Prompt A:
Edit the extravasation passage from "The medical team" to "one and two." by putting "48 hours" in place of "24 hours".
Prompt B:
Continue the extravasation passage from its last line.

Exercise passage:

This complication arises when a non-vesicant drug seeps out of the vein into nearby tissue. Infiltration can cause symptoms and signs in the affected area, but if damage occurs, it is typically less severe than it would be with extravasation. For example, a person will not experience ulcers, blisters, and tissue death.
Extravasation occurs in
Extravasation has many possible causes, including:
- repeatedly using the same veins for cannulation
- fragile veins
- drugs with a pH less than 5 or greater than 9
- drugs that cause the vein to constrict or spasm
- differences in osmotic pressure
- poor injection or cannula technique
- obstruction in the IV line
It is important that the person receiving the medication or their medical team notice the signs and symptoms of extravasation early to prevent permanent tissue and limb damage.
Some general signs and symptoms of extravasation include:
- increased swelling
- open sores
- skin discoloration
Skin that starts to discolor significantly and becomes cold to the touch indicates severe tissue damage.
Doctors diagnose extravasation by examining and inspecting the skin area around the cannula. If they suspect extravasation, they will stop the drug infusion and elevate the limb. Doing this as soon as possible should prevent serious complications from developing and stop the extravasation from escalating to a higher grade.
The medical team will continue to monitor the skin for 24 hours after stopping the infusion to check for signs of infection. The extravasation grade diagnosis will determine the treatment that the person receives. Grades three and four will require more intensive treatments than grades one and two.
As soon a doctor or nurse suspects extravasation,
- Stop the infusion and leave the cannula in place.
- Remove as much of the drug as possible using a 10–20-milliliter syringe (connected to the cannula).
- Alleviate any pressure on the affected area.

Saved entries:
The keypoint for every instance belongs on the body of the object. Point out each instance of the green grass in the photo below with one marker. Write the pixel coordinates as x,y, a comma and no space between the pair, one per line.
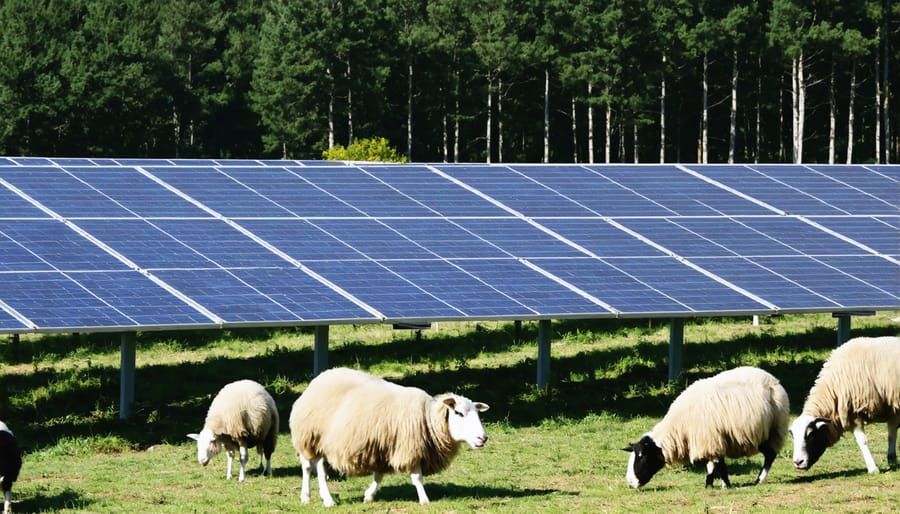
550,451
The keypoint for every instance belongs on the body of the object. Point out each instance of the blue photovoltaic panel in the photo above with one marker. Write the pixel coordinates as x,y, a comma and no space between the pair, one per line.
519,238
678,191
446,239
290,192
301,294
437,192
472,297
373,239
829,190
882,234
600,237
53,243
52,300
303,242
14,206
537,292
369,195
882,192
136,192
227,296
220,193
394,296
514,190
62,193
144,302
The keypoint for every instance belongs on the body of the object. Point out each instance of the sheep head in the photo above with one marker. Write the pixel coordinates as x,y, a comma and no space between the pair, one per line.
811,436
645,460
463,420
207,445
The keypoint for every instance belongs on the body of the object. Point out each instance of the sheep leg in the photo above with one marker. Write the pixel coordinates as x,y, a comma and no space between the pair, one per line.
862,441
321,475
713,468
245,455
230,455
892,440
769,455
305,466
373,487
416,477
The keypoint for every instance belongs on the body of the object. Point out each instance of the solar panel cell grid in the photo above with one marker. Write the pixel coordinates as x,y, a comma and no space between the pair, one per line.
265,242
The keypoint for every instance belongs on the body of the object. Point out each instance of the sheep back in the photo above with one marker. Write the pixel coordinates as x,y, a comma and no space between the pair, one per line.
727,415
244,414
363,424
858,383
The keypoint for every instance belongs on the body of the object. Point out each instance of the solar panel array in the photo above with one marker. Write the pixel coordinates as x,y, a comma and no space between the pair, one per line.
127,244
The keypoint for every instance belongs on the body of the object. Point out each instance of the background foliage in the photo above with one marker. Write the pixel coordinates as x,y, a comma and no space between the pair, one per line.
446,79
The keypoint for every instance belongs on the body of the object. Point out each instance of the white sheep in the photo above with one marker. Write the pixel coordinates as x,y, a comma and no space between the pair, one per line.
361,424
10,464
858,384
242,415
736,413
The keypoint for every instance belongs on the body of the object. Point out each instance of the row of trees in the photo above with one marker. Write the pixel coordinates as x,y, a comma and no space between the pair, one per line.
453,80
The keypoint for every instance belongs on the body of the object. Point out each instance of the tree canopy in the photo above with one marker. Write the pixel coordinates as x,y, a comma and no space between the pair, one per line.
528,81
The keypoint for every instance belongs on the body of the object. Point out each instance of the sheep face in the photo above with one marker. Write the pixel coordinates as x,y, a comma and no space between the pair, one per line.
645,460
811,437
463,420
207,446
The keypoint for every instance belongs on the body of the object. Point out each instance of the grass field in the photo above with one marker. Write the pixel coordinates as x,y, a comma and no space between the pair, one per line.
554,451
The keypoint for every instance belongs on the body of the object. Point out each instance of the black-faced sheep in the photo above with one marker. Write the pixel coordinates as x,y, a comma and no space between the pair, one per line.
242,415
736,413
360,424
10,464
857,385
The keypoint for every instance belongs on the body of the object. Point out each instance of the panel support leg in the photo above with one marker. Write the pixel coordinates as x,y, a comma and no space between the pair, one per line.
127,371
676,344
320,350
543,353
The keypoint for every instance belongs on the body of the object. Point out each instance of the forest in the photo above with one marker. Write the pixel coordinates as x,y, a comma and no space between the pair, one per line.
704,81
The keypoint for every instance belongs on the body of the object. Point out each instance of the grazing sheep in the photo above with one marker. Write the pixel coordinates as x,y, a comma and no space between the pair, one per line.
857,385
10,464
736,413
242,415
361,424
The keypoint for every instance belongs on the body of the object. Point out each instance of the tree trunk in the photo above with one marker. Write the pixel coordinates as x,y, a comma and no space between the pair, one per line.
574,132
758,105
330,112
637,156
832,115
487,131
732,129
349,107
704,115
886,111
456,121
590,124
608,149
409,114
662,114
546,115
850,113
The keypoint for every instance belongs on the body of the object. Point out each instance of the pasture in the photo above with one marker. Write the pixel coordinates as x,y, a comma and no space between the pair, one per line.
555,451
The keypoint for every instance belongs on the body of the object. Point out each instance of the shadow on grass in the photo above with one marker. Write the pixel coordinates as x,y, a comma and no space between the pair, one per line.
66,499
171,400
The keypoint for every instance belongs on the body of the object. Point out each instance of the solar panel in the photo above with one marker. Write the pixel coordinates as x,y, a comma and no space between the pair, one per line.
104,244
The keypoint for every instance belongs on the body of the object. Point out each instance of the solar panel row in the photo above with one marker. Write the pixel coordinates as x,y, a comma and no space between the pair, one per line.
103,244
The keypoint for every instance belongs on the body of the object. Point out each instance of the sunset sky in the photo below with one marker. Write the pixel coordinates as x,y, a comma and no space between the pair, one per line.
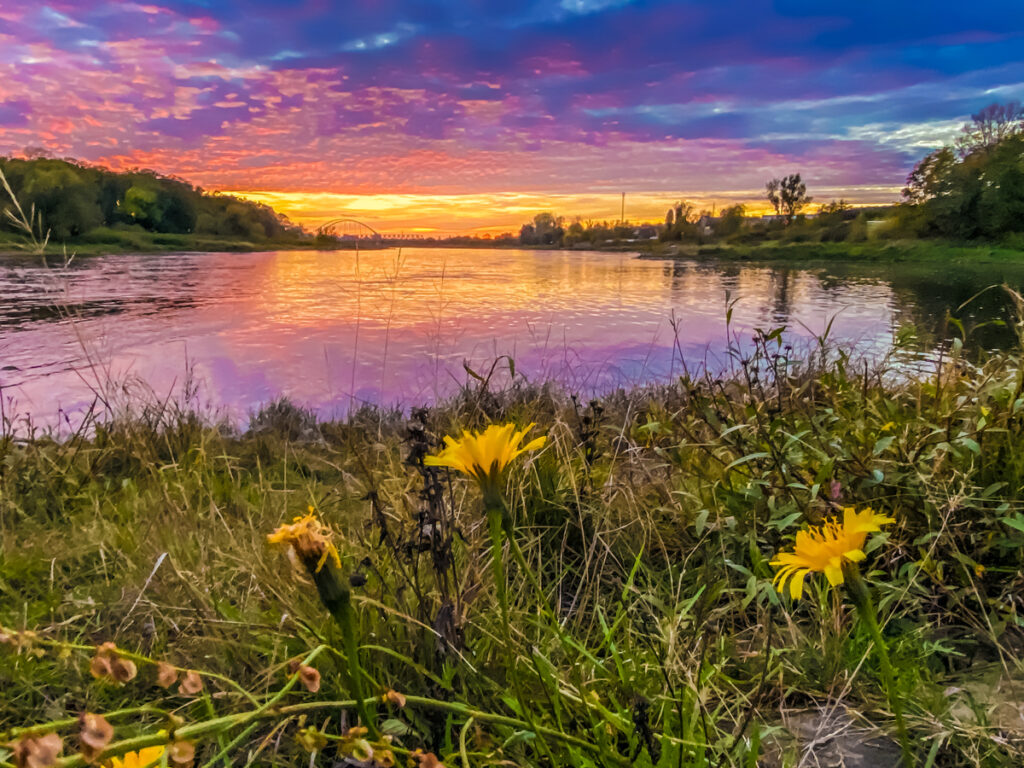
473,116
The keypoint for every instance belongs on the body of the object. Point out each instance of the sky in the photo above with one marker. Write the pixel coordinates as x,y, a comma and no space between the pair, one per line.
439,116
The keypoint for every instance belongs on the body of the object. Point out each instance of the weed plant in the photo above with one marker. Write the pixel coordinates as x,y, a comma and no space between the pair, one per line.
642,625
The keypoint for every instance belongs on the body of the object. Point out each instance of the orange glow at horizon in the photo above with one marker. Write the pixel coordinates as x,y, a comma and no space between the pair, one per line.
479,214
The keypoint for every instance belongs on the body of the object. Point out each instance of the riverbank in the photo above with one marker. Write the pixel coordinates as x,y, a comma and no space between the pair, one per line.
116,242
633,617
875,252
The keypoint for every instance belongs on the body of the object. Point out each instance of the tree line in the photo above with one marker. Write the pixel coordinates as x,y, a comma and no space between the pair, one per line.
73,200
969,189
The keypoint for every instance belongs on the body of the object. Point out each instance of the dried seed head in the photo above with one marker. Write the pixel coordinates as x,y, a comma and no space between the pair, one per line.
309,677
166,675
420,759
38,752
181,754
109,664
192,683
123,670
310,739
99,667
94,734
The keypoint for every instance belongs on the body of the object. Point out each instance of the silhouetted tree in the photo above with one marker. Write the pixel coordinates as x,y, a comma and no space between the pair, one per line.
787,196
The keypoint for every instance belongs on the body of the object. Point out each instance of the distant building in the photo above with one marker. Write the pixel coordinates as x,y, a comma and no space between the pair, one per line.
706,224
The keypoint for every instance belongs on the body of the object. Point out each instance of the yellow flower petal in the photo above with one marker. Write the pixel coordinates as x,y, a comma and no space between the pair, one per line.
823,549
484,456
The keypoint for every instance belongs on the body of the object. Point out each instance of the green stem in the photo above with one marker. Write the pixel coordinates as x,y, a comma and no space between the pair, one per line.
865,609
338,600
495,509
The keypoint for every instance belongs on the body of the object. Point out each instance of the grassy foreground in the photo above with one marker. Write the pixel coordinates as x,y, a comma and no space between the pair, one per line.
642,624
882,252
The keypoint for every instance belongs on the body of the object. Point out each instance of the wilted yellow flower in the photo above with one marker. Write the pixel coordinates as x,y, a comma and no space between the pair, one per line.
150,756
484,455
310,539
822,549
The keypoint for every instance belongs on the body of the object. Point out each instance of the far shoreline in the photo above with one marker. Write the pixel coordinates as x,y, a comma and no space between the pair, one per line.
770,252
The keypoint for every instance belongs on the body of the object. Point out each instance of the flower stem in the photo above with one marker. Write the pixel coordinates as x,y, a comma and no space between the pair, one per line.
338,600
865,609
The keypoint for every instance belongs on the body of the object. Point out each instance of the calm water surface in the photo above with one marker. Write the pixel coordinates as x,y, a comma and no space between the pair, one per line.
331,330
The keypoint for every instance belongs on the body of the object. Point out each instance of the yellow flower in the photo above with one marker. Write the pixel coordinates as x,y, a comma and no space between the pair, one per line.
151,756
310,539
484,455
822,549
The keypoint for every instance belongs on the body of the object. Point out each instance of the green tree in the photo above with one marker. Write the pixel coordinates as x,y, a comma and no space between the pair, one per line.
787,196
990,126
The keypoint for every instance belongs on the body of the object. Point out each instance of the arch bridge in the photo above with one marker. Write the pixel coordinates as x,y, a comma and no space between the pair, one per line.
349,229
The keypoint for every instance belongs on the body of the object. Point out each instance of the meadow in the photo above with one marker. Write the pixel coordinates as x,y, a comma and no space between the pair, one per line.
620,608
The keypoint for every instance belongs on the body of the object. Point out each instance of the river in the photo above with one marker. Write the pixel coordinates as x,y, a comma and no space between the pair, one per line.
333,330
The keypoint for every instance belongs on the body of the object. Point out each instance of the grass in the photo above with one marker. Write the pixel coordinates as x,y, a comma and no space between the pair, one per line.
875,251
647,521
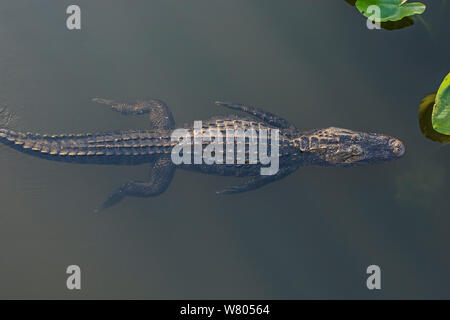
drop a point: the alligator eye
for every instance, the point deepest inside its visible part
(398, 148)
(356, 150)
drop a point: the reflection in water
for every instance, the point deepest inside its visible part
(426, 126)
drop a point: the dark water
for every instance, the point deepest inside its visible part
(311, 235)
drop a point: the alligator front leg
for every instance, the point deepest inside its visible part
(161, 175)
(259, 181)
(159, 114)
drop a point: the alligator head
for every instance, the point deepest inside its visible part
(339, 146)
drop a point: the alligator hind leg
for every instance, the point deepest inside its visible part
(259, 181)
(265, 116)
(161, 175)
(159, 114)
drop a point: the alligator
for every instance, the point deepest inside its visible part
(323, 147)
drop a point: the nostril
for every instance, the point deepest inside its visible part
(399, 148)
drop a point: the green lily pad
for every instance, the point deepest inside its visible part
(425, 111)
(441, 108)
(391, 10)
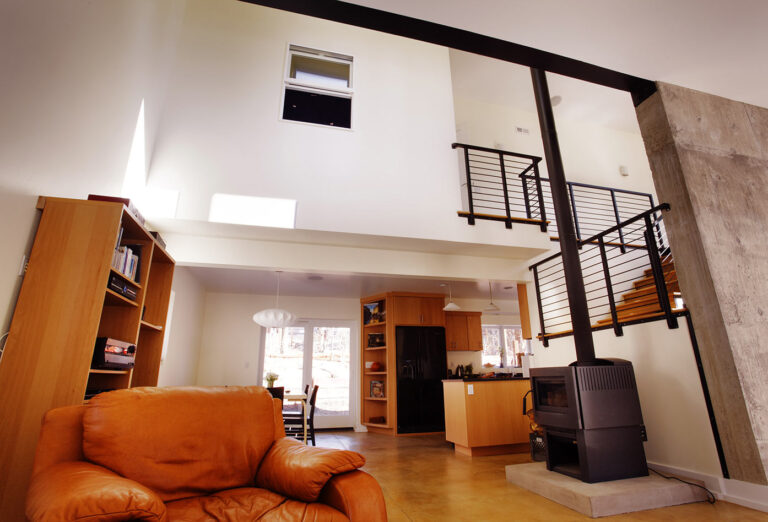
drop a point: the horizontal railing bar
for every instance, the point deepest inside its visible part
(496, 151)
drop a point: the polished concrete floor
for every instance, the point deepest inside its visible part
(423, 480)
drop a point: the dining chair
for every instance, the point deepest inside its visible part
(277, 392)
(294, 422)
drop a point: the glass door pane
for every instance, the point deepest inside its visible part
(331, 370)
(284, 355)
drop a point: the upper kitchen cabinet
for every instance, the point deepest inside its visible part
(463, 331)
(419, 309)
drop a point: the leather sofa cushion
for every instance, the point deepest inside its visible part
(83, 491)
(249, 504)
(300, 472)
(203, 439)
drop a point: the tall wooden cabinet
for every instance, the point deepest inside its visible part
(63, 306)
(380, 315)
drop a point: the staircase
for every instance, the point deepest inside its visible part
(642, 302)
(625, 268)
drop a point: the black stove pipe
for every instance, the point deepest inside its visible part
(569, 245)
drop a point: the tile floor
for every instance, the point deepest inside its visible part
(423, 480)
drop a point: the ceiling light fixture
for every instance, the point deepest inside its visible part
(451, 306)
(275, 317)
(492, 307)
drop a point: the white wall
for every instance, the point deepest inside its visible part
(186, 327)
(591, 153)
(393, 174)
(72, 76)
(231, 341)
(674, 411)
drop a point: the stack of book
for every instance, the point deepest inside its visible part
(126, 260)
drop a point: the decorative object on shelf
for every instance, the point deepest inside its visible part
(125, 201)
(275, 317)
(271, 377)
(374, 313)
(377, 389)
(157, 237)
(492, 307)
(451, 306)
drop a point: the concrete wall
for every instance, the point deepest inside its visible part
(179, 367)
(709, 157)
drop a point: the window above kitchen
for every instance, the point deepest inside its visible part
(318, 87)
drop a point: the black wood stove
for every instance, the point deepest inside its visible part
(593, 426)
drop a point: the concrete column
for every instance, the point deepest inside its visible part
(709, 158)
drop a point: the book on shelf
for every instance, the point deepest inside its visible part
(127, 261)
(377, 389)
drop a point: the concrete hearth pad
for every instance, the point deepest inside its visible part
(603, 498)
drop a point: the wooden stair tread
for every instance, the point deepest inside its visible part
(600, 323)
(498, 217)
(651, 299)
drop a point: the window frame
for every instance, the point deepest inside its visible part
(509, 362)
(304, 86)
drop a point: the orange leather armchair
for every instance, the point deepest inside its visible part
(191, 453)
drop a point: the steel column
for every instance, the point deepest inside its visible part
(508, 222)
(569, 244)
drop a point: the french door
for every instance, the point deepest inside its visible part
(314, 352)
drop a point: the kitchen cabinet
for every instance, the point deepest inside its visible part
(485, 417)
(419, 311)
(463, 331)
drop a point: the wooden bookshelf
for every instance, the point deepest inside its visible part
(63, 306)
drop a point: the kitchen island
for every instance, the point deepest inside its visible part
(485, 416)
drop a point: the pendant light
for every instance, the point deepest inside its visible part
(492, 307)
(275, 317)
(451, 306)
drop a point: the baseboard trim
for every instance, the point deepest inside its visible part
(754, 496)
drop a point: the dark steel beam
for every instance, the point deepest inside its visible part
(384, 21)
(569, 244)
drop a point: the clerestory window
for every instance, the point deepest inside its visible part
(318, 87)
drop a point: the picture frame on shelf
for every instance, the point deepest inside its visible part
(376, 340)
(377, 389)
(374, 313)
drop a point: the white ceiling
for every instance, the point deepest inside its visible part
(709, 45)
(244, 281)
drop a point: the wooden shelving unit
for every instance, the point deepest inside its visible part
(63, 306)
(396, 308)
(376, 336)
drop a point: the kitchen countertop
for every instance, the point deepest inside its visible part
(485, 379)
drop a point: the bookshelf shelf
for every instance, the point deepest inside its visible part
(157, 327)
(112, 298)
(370, 325)
(126, 278)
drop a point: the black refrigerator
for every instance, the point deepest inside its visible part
(421, 368)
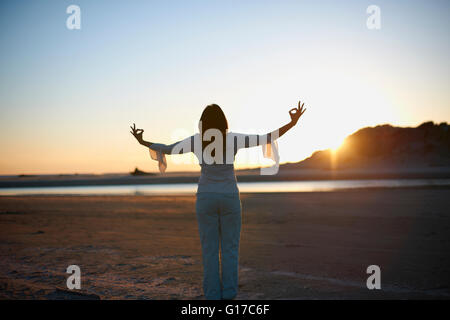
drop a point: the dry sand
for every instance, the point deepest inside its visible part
(293, 246)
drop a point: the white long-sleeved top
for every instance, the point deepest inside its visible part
(217, 174)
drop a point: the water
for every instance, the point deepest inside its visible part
(244, 187)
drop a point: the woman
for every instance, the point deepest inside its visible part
(218, 204)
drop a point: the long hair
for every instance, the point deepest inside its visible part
(213, 118)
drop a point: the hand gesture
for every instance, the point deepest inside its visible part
(296, 113)
(137, 133)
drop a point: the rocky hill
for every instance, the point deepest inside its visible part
(386, 146)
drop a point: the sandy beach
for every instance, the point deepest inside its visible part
(313, 245)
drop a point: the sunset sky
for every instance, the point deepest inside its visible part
(67, 97)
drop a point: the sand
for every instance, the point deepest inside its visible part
(293, 246)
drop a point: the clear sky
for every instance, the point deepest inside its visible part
(67, 97)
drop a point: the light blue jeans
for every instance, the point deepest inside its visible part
(219, 224)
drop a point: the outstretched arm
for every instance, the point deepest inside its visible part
(137, 133)
(183, 146)
(252, 140)
(295, 114)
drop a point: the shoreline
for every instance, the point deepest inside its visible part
(310, 245)
(251, 175)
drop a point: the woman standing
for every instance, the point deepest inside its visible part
(218, 204)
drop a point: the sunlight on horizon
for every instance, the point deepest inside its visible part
(67, 98)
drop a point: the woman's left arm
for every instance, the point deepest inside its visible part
(179, 147)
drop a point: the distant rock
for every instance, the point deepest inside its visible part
(138, 172)
(386, 146)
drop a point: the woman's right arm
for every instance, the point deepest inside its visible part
(252, 140)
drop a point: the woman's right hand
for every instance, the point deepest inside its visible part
(137, 133)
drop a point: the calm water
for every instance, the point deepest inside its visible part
(244, 187)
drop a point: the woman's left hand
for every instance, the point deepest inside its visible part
(296, 113)
(137, 133)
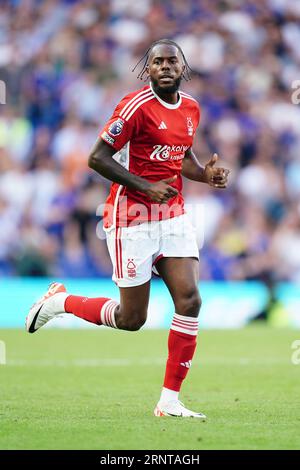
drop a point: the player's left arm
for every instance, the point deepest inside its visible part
(193, 170)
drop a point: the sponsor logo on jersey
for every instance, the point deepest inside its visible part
(105, 136)
(131, 268)
(166, 152)
(116, 127)
(190, 125)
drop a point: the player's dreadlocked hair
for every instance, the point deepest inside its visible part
(187, 74)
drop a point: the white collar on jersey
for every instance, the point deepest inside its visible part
(164, 103)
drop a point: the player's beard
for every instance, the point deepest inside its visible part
(166, 90)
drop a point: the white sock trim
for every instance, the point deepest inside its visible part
(187, 325)
(107, 313)
(59, 301)
(168, 395)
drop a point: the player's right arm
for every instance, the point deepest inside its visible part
(101, 161)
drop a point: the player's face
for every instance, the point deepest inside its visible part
(165, 68)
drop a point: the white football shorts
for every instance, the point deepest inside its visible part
(134, 250)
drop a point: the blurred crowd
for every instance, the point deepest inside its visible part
(66, 64)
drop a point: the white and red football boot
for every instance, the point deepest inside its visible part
(47, 307)
(177, 409)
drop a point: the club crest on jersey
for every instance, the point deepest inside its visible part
(190, 125)
(116, 127)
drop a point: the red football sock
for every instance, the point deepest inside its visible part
(92, 309)
(181, 344)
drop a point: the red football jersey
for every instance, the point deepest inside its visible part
(150, 137)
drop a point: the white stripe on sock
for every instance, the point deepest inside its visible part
(107, 314)
(187, 325)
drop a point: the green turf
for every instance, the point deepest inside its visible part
(96, 389)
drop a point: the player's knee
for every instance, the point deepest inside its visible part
(189, 304)
(133, 322)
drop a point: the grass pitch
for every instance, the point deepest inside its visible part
(96, 389)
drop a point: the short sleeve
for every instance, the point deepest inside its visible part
(118, 130)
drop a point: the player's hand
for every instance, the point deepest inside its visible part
(161, 191)
(215, 177)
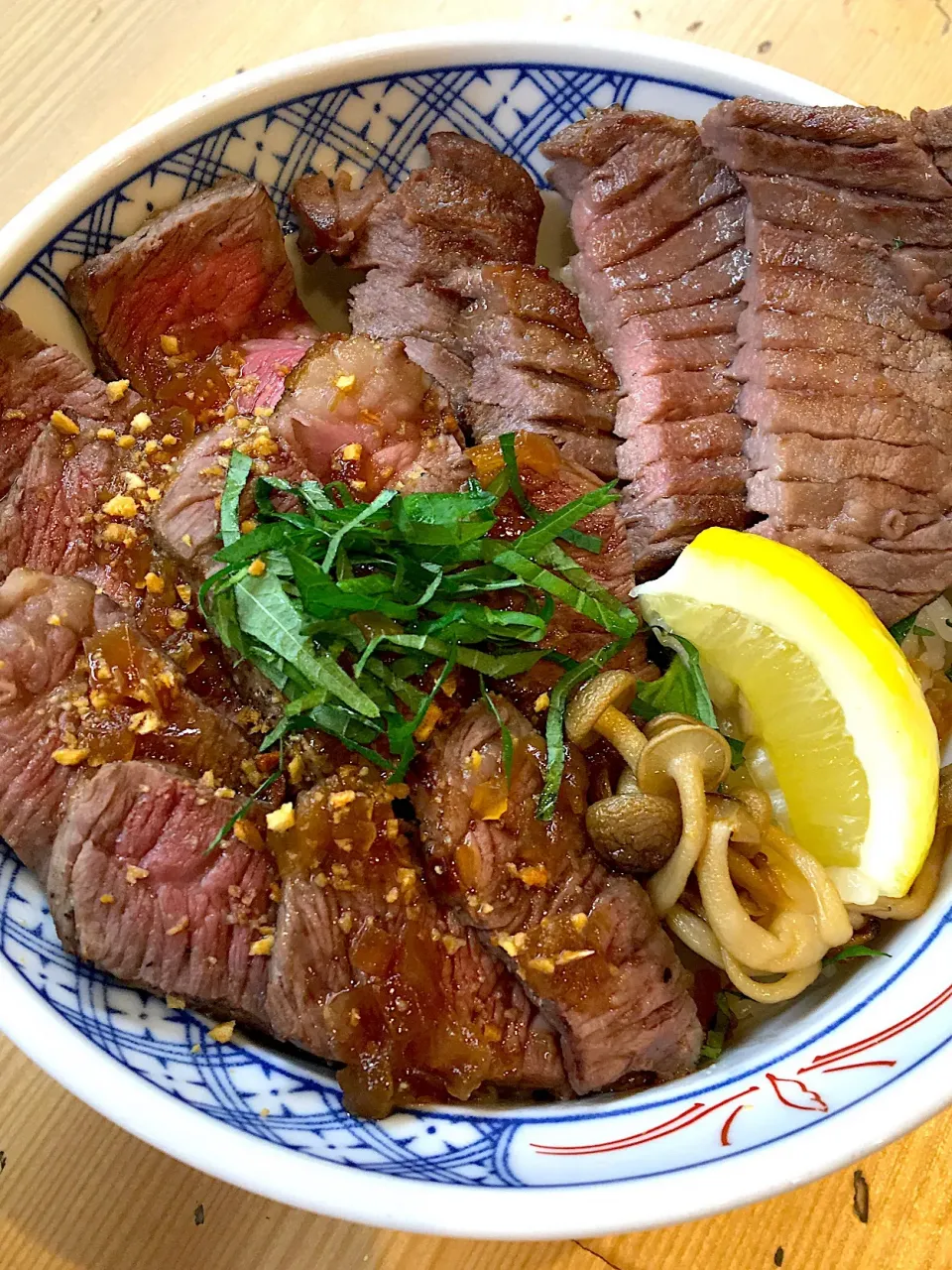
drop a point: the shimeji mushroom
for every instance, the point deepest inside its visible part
(634, 830)
(685, 760)
(597, 708)
(630, 829)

Answer space A:
The medical team will continue to monitor the skin for 48 hours after stopping the infusion to check for signs of infection. The extravasation grade diagnosis will determine the treatment that the person receives. Grades three and four will require more intensive treatments than grades one and two.

Answer space B:
- Take out the cannula and mark the affected area with a pen.
- Alert a doctor if they have not done so already so that treatment can begin.
- Elevate the limb.
- Administer pain relief if the person needs it.
- Monitor the area for infection or further tissue injury progression.
The healthcare team will continue to monitor the person and may take photographs to document the healing process.
Depending on the type of drug that has leaked into the tissue, doctors may warm or cool the affected area to stop the drug from spreading.
Healthcare professionals should implement standardized, evidenced-based techniques when inserting cannulas to minimize the risk of extravasation.
Other preventive strategies
- avoiding inserting needles into joints or areas that are difficult to secure
- choosing a different IV route or alternative vein if possible
- removing and resecuring a cannula if it seems unstable
- looking out for swelling when administering medication
- asking a person if they feel any pain when administering a medication or solution
- delivering drugs at the correct rate
- checking for blood flowing backward through the cannula
A person should get medical help if they are experiencing pain and swelling where the cannula enters the skin. They should not wait until their symptoms get worse, as the sooner doctors treat extravasation, the better the outcome.
If healthcare teams do not treat extravasation in time, a person may experience serious complications, which can include tissue death and a loss of limb function.
Extravasation occurs when IV medications, which can destroy tissue, seep out of veins and into the surrounding skin and muscle.
Grade one is the least severe form of extravasation, and if a person receives treatment at this stage, the risk of permanent tissue damage is small.
Grade four is the most severe form, and a person could lose limb function or the affected part of the limb itself if the medication has spread from the infusion site to other areas.
As soon as a person experiences any pain or swelling at the infusion site, they should let their healthcare team know.
The sooner a person receives treatment, the greater their chance of making a full recovery with no lasting tissue damage.